# ÜBUNGSAUFGABE
Bearbeiten Sie die folgende Auflistung, indem Sie „pin“ an jeder Stelle durch „mark“ ersetzen. Alles Übrige bleibt unverändert.

Auszug aus einer Datendatei
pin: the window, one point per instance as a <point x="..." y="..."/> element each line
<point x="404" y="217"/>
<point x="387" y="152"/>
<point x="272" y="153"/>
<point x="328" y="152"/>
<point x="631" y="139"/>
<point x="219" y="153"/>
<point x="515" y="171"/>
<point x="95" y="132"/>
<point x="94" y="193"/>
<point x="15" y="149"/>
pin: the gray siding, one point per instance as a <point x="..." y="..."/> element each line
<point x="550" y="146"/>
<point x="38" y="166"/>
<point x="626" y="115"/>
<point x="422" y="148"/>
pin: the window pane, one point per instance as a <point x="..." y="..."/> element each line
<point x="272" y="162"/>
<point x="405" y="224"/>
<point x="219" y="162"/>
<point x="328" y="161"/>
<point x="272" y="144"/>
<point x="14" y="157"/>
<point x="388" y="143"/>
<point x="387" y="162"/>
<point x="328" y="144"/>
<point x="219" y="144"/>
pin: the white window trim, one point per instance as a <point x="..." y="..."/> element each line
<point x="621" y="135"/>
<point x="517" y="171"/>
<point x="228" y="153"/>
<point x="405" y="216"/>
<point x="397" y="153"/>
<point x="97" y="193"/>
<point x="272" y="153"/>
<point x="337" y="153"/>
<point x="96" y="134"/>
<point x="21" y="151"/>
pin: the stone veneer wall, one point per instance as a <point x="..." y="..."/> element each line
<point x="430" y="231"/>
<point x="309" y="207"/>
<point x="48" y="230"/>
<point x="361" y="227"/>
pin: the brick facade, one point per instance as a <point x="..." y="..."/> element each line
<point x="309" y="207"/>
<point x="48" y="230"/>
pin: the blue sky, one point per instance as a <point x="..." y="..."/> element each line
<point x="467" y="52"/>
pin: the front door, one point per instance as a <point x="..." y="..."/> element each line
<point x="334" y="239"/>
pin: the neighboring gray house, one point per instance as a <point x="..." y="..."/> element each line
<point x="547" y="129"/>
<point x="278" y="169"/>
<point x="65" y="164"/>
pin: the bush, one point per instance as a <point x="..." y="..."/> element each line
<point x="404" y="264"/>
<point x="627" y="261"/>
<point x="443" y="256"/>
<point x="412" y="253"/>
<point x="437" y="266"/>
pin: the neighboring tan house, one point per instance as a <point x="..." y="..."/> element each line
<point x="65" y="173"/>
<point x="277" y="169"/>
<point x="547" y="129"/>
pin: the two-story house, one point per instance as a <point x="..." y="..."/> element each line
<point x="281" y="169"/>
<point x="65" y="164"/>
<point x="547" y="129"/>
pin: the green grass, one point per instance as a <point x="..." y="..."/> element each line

# DAS ERGEBNIS
mark: the window, one point per instance as a <point x="..." y="..."/> element each line
<point x="404" y="217"/>
<point x="387" y="152"/>
<point x="272" y="153"/>
<point x="328" y="152"/>
<point x="631" y="139"/>
<point x="219" y="153"/>
<point x="515" y="171"/>
<point x="95" y="132"/>
<point x="94" y="193"/>
<point x="15" y="149"/>
mark: the gray siding, one point per instance as a <point x="..." y="..."/> element each line
<point x="550" y="146"/>
<point x="38" y="166"/>
<point x="626" y="115"/>
<point x="422" y="148"/>
mark: the window pane, one point per instance as a <point x="..." y="..."/> element each line
<point x="272" y="162"/>
<point x="405" y="224"/>
<point x="219" y="162"/>
<point x="328" y="161"/>
<point x="272" y="144"/>
<point x="14" y="157"/>
<point x="388" y="143"/>
<point x="387" y="162"/>
<point x="328" y="144"/>
<point x="219" y="144"/>
mark: the white window trim, one point per instance as a <point x="..." y="..."/> element each line
<point x="621" y="135"/>
<point x="517" y="171"/>
<point x="228" y="153"/>
<point x="405" y="216"/>
<point x="397" y="153"/>
<point x="97" y="193"/>
<point x="272" y="153"/>
<point x="337" y="153"/>
<point x="96" y="134"/>
<point x="21" y="151"/>
mark: the stone veneer wall, one point per instance as a <point x="..." y="..."/> element each line
<point x="430" y="231"/>
<point x="309" y="207"/>
<point x="48" y="230"/>
<point x="361" y="227"/>
mark: the brick facade, one point per instance as a <point x="..." y="..."/> element each line
<point x="309" y="207"/>
<point x="48" y="230"/>
mark: the blue sky, one point per instance as a <point x="..." y="..."/> element each line
<point x="467" y="52"/>
mark: the front door, one point per instance as a <point x="..." y="..."/> element each line
<point x="334" y="239"/>
mark: the neighboring gray house, one point per instance as a <point x="..." y="..."/> element each line
<point x="547" y="129"/>
<point x="278" y="169"/>
<point x="65" y="164"/>
mark: the bush, one point per instance as a <point x="..." y="..."/> element each line
<point x="404" y="264"/>
<point x="627" y="261"/>
<point x="443" y="256"/>
<point x="412" y="253"/>
<point x="437" y="266"/>
mark: the neighboring tan house, one point per instance as a <point x="..." y="..."/> element each line
<point x="65" y="173"/>
<point x="277" y="169"/>
<point x="547" y="129"/>
mark: the two-story house, one point per instance as a <point x="..." y="..."/> element each line
<point x="281" y="169"/>
<point x="65" y="164"/>
<point x="547" y="129"/>
mark: the green grass, one point per instance as a <point x="..." y="..."/> element each line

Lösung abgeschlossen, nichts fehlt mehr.